Dataset -
>> Start

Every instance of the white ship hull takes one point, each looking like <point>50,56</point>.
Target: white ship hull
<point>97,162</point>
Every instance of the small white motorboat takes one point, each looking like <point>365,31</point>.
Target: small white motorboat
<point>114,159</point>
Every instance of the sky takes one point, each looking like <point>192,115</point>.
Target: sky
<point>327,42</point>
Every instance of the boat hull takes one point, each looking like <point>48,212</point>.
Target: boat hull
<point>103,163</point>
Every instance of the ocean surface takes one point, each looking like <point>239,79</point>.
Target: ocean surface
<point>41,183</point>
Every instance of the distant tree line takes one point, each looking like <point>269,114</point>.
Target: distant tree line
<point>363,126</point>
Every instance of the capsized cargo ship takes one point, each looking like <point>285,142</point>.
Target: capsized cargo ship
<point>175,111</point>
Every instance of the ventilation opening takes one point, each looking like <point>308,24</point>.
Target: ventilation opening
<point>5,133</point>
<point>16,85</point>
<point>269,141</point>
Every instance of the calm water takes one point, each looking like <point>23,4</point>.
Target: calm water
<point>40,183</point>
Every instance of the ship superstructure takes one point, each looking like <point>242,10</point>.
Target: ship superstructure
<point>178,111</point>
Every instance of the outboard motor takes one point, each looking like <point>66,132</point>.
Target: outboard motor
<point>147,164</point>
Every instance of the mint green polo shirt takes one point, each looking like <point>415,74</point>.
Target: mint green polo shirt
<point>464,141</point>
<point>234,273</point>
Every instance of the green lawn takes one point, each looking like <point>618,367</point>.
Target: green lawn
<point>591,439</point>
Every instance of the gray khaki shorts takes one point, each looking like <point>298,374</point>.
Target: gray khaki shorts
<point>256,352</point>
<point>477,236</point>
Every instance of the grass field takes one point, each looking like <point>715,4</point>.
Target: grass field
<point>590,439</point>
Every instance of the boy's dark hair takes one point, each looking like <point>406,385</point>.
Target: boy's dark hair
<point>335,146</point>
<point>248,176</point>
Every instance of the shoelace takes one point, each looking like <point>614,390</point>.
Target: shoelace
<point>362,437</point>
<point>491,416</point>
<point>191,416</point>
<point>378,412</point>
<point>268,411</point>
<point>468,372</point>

>> End

What is asked -
Would you give every line of the records above as a numbered list, leaving out any blank lines?

Final result -
1. Every instance of the white ship hull takes one point, each looking like <point>50,56</point>.
2. Target: white ship hull
3. <point>97,162</point>
4. Every instance of the small white motorboat takes one point, each looking like <point>365,31</point>.
5. Target: small white motorboat
6. <point>114,159</point>
7. Every instance of the sky takes one point, each looking like <point>192,115</point>.
8. Target: sky
9. <point>327,42</point>
10. Every instance of the boat hull takes one point, each looking like <point>48,212</point>.
11. Target: boat hull
12. <point>103,163</point>
13. Every instance of the ocean surface takes one point, each looking like <point>239,79</point>.
14. Target: ocean surface
15. <point>41,183</point>
16. Every instance of the distant tree line takes one point, each looking like <point>269,114</point>.
17. Target: distant tree line
18. <point>363,126</point>
19. Every instance of the capsized cargo ship takes one point, each looking like <point>285,142</point>.
20. Target: capsized cargo ship
21. <point>175,111</point>
22. Every instance of the ventilation opening takes one point, each looking like <point>308,24</point>.
23. Target: ventilation opening
24. <point>5,133</point>
25. <point>16,85</point>
26. <point>269,141</point>
27. Every instance of the calm water takes one point, each looking like <point>23,4</point>.
28. Target: calm water
29. <point>40,183</point>
30. Every instance of the ship superstructure takes one point, each looking like <point>242,10</point>.
31. Target: ship superstructure
32. <point>178,111</point>
33. Every instance of the outboard motor takes one point, each looking like <point>66,132</point>.
34. Target: outboard motor
35. <point>147,164</point>
36. Every instance of the mint green polo shirt takes one point, each looking like <point>415,74</point>.
37. Target: mint green polo shirt
38. <point>464,141</point>
39. <point>234,273</point>
40. Every instance of the green lawn takes one point, each looking like <point>618,367</point>.
41. Target: green lawn
42. <point>591,439</point>
43. Every instance of the gray khaki shorts takes one point, each looking like <point>298,374</point>.
44. Target: gray khaki shorts
45. <point>256,352</point>
46. <point>477,236</point>
47. Every instance of the grass field takes one point, each looking like <point>715,4</point>.
48. Target: grass field
49. <point>590,439</point>
50. Every instance of the boy's dark hair takes one point, each looking like <point>406,385</point>.
51. Target: boy's dark hair
52. <point>335,146</point>
53. <point>248,176</point>
54. Every instance of the shoelace takes one point, each looking like <point>614,390</point>.
55. Target: shoelace
56. <point>362,437</point>
57. <point>491,416</point>
58. <point>191,416</point>
59. <point>378,412</point>
60. <point>268,411</point>
61. <point>468,372</point>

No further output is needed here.